Sezione del documento |

-----

Il nuovo Congresso degli Stati Uniti: come cambiano Camera e Senato e chi sono i nuovi eletti

Pubblicato il 23 Novembre 2020 alle 08:40 Autore: Duilio Rega

L’elezione di Joe Biden come 46° presidente degli Stati Uniti d’America è ormai cosa fatta, i riconteggi che si stanno svolgendo nei diversi Stati dimostrano che il risultato non sarà ribaltato. La sfida fra Democratici e Repubblicani ora si sposta al Senato Federale, dove i risultati della Georgia ci diranno se Biden avrà la maggioranza al Congresso degli Stati Uniti oppure no. 

Va innanzitutto ricordato che negli Stati Uniti si ha una differenziazione fra l’elezione del Presidente e dei due rami del Congresso Federale, composto da Camera e Senato. La prima ha una composizione popolare, dove gli stati più popolosi esprimono un maggior numero di rappresentanti, il Senato invece è composto da due membri per ogni Stato, andando quindi a creare un’assemblea di cento membri. A questi va aggiunto però anche il Vice Presidente degli Stati Uniti, il quale svolge anche il ruolo di Presidente del Senato ed esprime il proprio voto in caso di parità.

Bisogna inoltre specificare i poteri esclusivi di cui è dotato il Senato: la nomina di funzionari e giudici federali e la ratifica dei trattati internazionali.

-----

Voci |
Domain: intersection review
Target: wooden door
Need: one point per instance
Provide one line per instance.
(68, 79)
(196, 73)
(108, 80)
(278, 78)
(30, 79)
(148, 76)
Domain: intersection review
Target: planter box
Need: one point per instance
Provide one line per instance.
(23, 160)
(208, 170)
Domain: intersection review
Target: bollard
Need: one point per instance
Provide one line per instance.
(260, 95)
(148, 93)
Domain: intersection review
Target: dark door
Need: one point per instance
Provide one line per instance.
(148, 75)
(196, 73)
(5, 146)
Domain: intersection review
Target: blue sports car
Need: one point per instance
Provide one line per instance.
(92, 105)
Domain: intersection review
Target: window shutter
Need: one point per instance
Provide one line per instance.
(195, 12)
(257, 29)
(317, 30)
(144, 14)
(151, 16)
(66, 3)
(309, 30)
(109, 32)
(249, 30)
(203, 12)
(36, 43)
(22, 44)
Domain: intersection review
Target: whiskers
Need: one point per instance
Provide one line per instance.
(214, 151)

-----

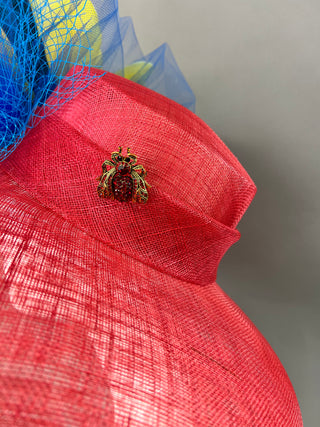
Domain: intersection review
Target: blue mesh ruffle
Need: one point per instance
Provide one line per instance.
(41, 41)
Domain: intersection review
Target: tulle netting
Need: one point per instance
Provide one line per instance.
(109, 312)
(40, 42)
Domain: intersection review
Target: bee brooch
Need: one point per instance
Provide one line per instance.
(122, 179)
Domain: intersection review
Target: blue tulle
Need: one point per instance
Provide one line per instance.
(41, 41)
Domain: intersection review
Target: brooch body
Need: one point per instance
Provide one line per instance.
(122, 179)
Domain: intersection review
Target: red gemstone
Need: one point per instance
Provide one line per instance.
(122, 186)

-----

Cosa si chiede |
[1] Riassumi in un elenco puntato il paragrafo che comincia con "Va innanzitutto ricordato" nell'articolo sul Congresso degli Stati Uniti, conservandone i fatti principali.
[2] Riporta il tratto dell'articolo sul Congresso degli Stati Uniti che va da "L’elezione di Joe" fino a "Uniti oppure no.".
I record non hanno alcun ruolo in questo.

Risposte per compito |
[1]
- Negli Stati Uniti l'elezione del Presidente è separata da quella dei due rami del Congresso Federale, cioè Camera e Senato.
- La Camera ha una composizione popolare: gli Stati più popolosi hanno più rappresentanti.
- Il Senato conta due membri per ogni Stato, per un totale di cento.
- Il Vice Presidente degli Stati Uniti presiede il Senato e vota in caso di parità.

[2]
L’elezione di Joe Biden come 46° presidente degli Stati Uniti d’America è ormai cosa fatta, i riconteggi che si stanno svolgendo nei diversi Stati dimostrano che il risultato non sarà ribaltato. La sfida fra Democratici e Repubblicani ora si sposta al Senato Federale, dove i risultati della Georgia ci diranno se Biden avrà la maggioranza al Congresso degli Stati Uniti oppure no.